* **WORK REQUEST**
Extend the text on corneal graft outcomes in Sweden past its final sentence, keeping its tone and format.

* **STUDY TEXT**
______________________________
Aim: To assess visual outcome and the incidence of complications at 2 years postoperatively in corneal grafts reported to the Swedish Corneal Transplant Register.
Methods: Preoperative and 2 year follow up data were submitted to the Swedish Corneal Transplant Register by surgeons in eight corneal transplant clinics in Sweden. Preoperative data on 1957 grafts and 520 grafts with 2 year follow up were included in the analysis. Data were analysed by multiple linear and logistic regression methods, as appropriate.
Results: The major diagnostic categories were keratoconus (29%), bullous keratopathy (21%), and “other diagnosis” (32%). Fuchs' endothelial dystrophy and stromal dystrophies accounted for 15% and 3% of grafts, respectively. At 2 years the overall incidence of complications, other than rejection and regrafting, was 26%, with an increasing frequency from keratoconus < Fuchs' dystrophy < bullous keratopathy < “other diagnosis.” Rejection was observed in 15% of grafts and was more likely in the bullous keratopathy (OR 3.1, 95% CI 1.1 to 9.0, p=0.04) and “other diagnosis” (OR 2.6, 95% CI 1.1 to 5.9, p=0.03) groups. Regrafting, which occurred in 10% of cases, was not influenced by diagnosis, but it was related to the incidence of rejection (OR 14.8, 95% CI 6.1 to 35.9, p<0.001) and other complications (OR 4.4, 95% CI 1.9 to 10.4, p=0.001), and to the presence of other sight threatening pathology in the eye (OR 3.6, 95% CI 1.3 to 9.9, p=0.01). Visual acuity was improved in a high proportion of the patients, especially those with keratoconus and Fuchs' dystrophy where, respectively, 86% and 54% of grafts achieved a visual acuity of ≥0.5 at 2 years, compared with only 31% with bullous keratopathy and 35% in the “other diagnosis” group. 60% of grafts for keratoconus and Fuchs' dystrophy achieved a visual acuity equal to or better than the other eye. Postoperative astigmatism was higher in the bullous keratopathy (p=0.01) group. Patients with high astigmatism benefited from refractive surgery, showing a reduction from 7.9 (95%CI 6.9, 8.7) to 3.2 (95% CI 2.6, 3.9) dioptres (p<0.001). A centre effect was evident in visual outcome.
______________________________
* **DATA FOR REVIEW**
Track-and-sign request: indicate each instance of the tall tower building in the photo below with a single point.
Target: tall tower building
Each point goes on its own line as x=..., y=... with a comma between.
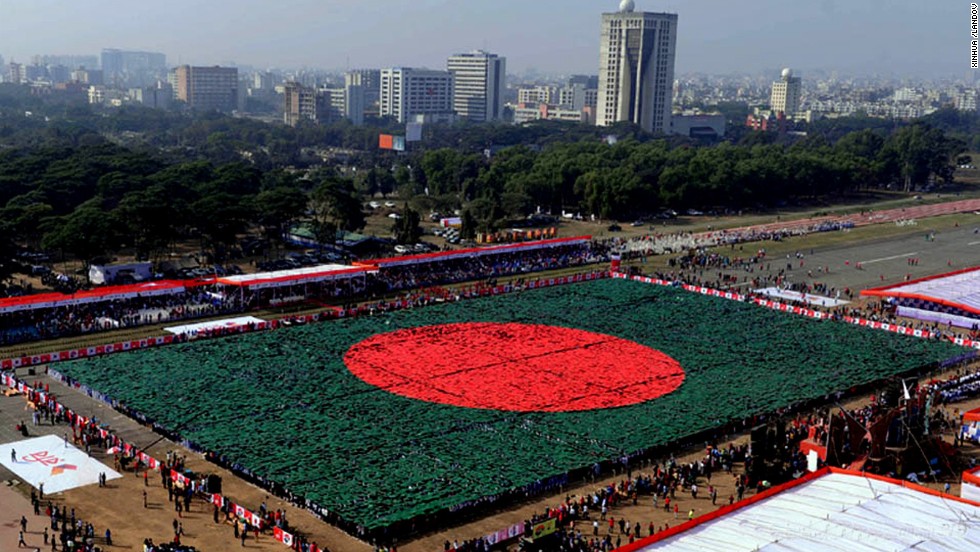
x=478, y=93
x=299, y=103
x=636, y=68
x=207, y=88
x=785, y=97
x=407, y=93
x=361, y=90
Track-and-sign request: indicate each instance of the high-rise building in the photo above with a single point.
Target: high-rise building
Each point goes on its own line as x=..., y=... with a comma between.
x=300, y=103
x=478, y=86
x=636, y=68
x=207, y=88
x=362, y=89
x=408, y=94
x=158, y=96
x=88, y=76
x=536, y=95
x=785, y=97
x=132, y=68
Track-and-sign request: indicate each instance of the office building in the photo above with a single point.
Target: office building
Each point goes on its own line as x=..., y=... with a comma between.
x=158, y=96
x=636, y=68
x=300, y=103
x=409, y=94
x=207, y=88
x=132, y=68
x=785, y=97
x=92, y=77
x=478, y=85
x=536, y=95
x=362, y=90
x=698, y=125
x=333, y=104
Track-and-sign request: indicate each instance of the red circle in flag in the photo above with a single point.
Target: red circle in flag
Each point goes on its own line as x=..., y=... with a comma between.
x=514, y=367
______________________________
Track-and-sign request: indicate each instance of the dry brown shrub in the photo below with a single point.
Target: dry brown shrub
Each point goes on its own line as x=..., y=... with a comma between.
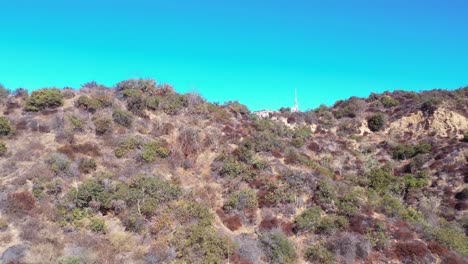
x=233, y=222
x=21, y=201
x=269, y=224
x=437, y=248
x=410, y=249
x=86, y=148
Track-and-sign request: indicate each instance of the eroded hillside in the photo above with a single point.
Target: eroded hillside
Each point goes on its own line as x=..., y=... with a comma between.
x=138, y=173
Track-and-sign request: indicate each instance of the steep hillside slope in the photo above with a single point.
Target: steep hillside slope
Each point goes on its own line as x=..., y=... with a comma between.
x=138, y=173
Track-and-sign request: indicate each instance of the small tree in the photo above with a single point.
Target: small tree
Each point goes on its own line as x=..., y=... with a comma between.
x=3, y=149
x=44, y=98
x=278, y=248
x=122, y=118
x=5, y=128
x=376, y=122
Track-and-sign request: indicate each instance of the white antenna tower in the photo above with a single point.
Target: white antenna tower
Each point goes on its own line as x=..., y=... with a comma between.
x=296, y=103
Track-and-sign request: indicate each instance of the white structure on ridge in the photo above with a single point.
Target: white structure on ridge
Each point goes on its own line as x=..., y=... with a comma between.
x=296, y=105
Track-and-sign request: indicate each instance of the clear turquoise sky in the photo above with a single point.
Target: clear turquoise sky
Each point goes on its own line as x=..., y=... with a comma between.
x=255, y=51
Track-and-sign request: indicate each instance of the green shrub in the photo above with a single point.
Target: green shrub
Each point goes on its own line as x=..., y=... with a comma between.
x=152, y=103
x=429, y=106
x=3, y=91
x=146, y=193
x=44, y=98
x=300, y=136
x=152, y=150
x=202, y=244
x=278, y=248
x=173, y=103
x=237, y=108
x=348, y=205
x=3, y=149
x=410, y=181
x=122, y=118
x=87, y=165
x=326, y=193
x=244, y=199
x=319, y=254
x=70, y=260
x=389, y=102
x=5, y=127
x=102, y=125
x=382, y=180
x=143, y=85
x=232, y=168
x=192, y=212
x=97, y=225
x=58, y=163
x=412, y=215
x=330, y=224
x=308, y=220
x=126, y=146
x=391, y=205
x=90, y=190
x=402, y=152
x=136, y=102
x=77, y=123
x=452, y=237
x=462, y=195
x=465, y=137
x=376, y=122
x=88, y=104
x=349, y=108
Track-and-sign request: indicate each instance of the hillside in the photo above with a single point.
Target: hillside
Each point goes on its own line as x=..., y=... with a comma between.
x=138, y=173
______________________________
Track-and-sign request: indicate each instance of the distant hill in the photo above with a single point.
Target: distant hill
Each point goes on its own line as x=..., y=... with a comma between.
______________________________
* **TASK OUTPUT**
Conclusion: The overall incidence of complications was related to diagnosis. Complications other than rejection and regrafting were most likely in the “other diagnosis” group, and further analysis of this group is therefore planned. The best improvement in visual acuity and the lowest astigmatism were achieved in the keratoconus and Fuchs' dystrophy groups; but the influence of diagnosis on astigmatism was small and, overall, the statistical model accounted for only 8% of the variability in astigmatism. Refractive surgery was, however, effective in reducing astigmatism. It is hoped that a better understanding of the factors that determine the visual outcome of grafts will emerge from future analyses of the Swedish Corneal Transplant Register, helping to refine the criteria for patient selection and to guide clinical practice.